# YOUR TASK
Every line of the material is to be reproduced verbatim.

# MATERIAL FOR THE TASK
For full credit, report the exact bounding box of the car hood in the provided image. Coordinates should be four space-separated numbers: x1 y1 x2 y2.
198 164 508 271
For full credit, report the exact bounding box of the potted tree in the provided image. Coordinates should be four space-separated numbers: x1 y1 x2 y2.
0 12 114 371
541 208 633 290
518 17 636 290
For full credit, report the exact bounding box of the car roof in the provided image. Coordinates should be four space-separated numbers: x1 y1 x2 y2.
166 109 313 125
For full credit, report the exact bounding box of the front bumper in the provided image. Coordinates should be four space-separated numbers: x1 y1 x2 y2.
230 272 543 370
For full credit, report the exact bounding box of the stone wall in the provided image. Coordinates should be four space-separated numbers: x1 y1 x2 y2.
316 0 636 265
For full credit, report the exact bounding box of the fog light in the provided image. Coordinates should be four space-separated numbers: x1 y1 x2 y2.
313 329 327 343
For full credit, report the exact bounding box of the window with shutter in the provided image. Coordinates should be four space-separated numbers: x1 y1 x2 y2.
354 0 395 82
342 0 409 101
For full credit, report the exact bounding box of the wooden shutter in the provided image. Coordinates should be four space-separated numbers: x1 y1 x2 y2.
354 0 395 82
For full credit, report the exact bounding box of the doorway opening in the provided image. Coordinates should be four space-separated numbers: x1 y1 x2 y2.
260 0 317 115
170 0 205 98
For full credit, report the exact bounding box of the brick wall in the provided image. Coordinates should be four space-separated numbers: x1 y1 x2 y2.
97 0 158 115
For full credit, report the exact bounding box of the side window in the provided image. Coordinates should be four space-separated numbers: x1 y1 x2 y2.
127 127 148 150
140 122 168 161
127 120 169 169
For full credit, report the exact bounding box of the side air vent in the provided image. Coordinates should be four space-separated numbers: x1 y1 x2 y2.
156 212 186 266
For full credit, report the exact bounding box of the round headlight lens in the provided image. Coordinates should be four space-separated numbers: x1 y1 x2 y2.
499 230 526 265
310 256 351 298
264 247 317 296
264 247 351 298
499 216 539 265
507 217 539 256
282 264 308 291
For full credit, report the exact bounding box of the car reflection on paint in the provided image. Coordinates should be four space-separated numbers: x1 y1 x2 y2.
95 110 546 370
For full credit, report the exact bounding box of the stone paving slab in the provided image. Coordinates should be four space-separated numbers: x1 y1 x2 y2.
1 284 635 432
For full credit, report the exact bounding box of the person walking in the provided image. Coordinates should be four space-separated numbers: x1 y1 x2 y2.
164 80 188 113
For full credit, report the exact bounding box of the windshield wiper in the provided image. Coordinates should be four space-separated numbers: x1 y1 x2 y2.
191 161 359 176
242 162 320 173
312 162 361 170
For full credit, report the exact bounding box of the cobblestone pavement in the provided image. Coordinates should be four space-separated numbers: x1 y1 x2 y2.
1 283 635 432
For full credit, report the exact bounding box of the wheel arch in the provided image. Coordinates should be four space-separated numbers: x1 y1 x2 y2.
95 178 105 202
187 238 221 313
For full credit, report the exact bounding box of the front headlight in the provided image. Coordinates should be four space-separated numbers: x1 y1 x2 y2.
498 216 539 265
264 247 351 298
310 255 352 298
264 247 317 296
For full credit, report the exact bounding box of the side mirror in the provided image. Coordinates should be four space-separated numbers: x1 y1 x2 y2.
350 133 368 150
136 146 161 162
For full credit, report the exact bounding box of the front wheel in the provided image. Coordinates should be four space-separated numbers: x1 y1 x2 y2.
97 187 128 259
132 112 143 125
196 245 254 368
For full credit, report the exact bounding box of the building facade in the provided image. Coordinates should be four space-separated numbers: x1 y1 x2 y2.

# TASK SOLUTION
For full credit, report the exact bounding box of the car hood in the provided image. Coordinates should be four space-separated numbers: x1 y1 x2 y2.
198 164 508 271
For full credit, report the exact bounding box of the potted tree in the provided image. Coordinates should be four space-separated numbers: x1 y1 x2 y2.
0 12 114 371
541 208 633 290
518 17 636 290
For full credit, report the exact bounding box of the car roof in the provided image. Coordinates should be four space-separated numbers: x1 y1 x2 y2.
166 109 313 125
For full credit, report the exact bounding box of the front bumper in the provided image. Coordinates should be four space-separated numbers: x1 y1 x2 y2.
230 272 543 370
For full credit, report the exact bounding box of the stone wall in the provided image. Coordinates should be four space-separated numbers: x1 y1 x2 y2.
316 0 636 265
For full credit, report the exact bounding box of the fog light in the provided image. Coordinates should be four space-separated numbers: x1 y1 x2 y2.
313 329 327 343
For full credit, report the exact bounding box of the window with shutter in the provided image. Coordinates should be four space-separated numbers: x1 y1 x2 y2.
354 0 395 82
342 0 409 101
For full credit, report the exact bounding box of the wooden shutter in the provided image. Coordinates should be four space-separated numbers: x1 y1 x2 y2.
354 0 395 82
For full credit, report the exact bounding box of the doorway opening in the provided image. Coordinates should be four space-separated numbers: x1 y1 x2 y2.
260 0 317 115
170 0 205 98
For full credit, report the exact bounding box of the brick wall in the provided image. Coordinates should be four space-separated numbers: x1 y1 x2 y2.
97 0 158 115
For full credit, report the exact bounding box of the side window in the provided image. Coordinates should be four space-separated numbers: x1 y1 x2 y2.
127 127 148 150
140 122 168 161
127 120 169 169
For full credit, report the exact bounding box of the side air vent in the provided image. Coordinates should be four space-separated numbers: x1 y1 x2 y2.
156 212 186 266
For full credit, report the exact bounding box of the round headlight lens in the provided image. Coordinates should be four space-separated numbers: x1 y1 x2 y2.
499 230 526 265
310 256 351 298
264 247 317 296
264 247 351 298
499 216 539 265
507 217 539 256
282 264 308 291
For full credit, report the exact bounding box of the car reflection on paint in the provided image. Coordinates should be four space-separated numbers: x1 y1 x2 y2.
95 110 546 370
For full credit, report the exact bounding box of the stone paving slab in the provided image. Coordinates should be four space-separated numbers: x1 y1 x2 y2.
1 284 635 432
For full credit, report the exact bounding box of the person walking in the provided image. Coordinates should be four space-separated numbers: x1 y1 x2 y2.
164 80 188 113
For full credit, report the exact bounding box of the windshield wiper in the provided image. Coordinates should be four space-separated numbers: x1 y1 x2 y2.
191 161 359 176
242 162 320 173
312 162 361 170
For full credit, report the exact bounding box of the cobblestone pavement in the provided image. Coordinates should be four space-separated numbers: x1 y1 x2 y2.
1 283 635 432
For full credit, report the exact bounding box of the wheel arch in the provided image. Coordinates should be four space-separated numbers: x1 y1 x2 y2.
95 178 105 202
187 238 221 313
For full credit, report the exact bounding box of the front headlight in the provided image. Coordinates should be four space-separated numbers: x1 y1 x2 y2.
498 216 539 265
264 247 351 298
310 255 352 298
264 247 317 296
For full credit, report the exact bounding box of the side mirror in the provided image. Coordinates should be four space-separated numbers: x1 y1 x2 y2.
350 133 368 150
136 146 161 162
For full credit, report the exact bounding box of the front wheel in the provided image. Coordinates should be four space-separated numbers: x1 y1 x2 y2.
97 187 128 259
132 112 143 125
196 245 254 368
For full credit, report the exact bounding box of the building facade in the provided image. Coordinates should be four space-separated numbers: x1 y1 x2 y2.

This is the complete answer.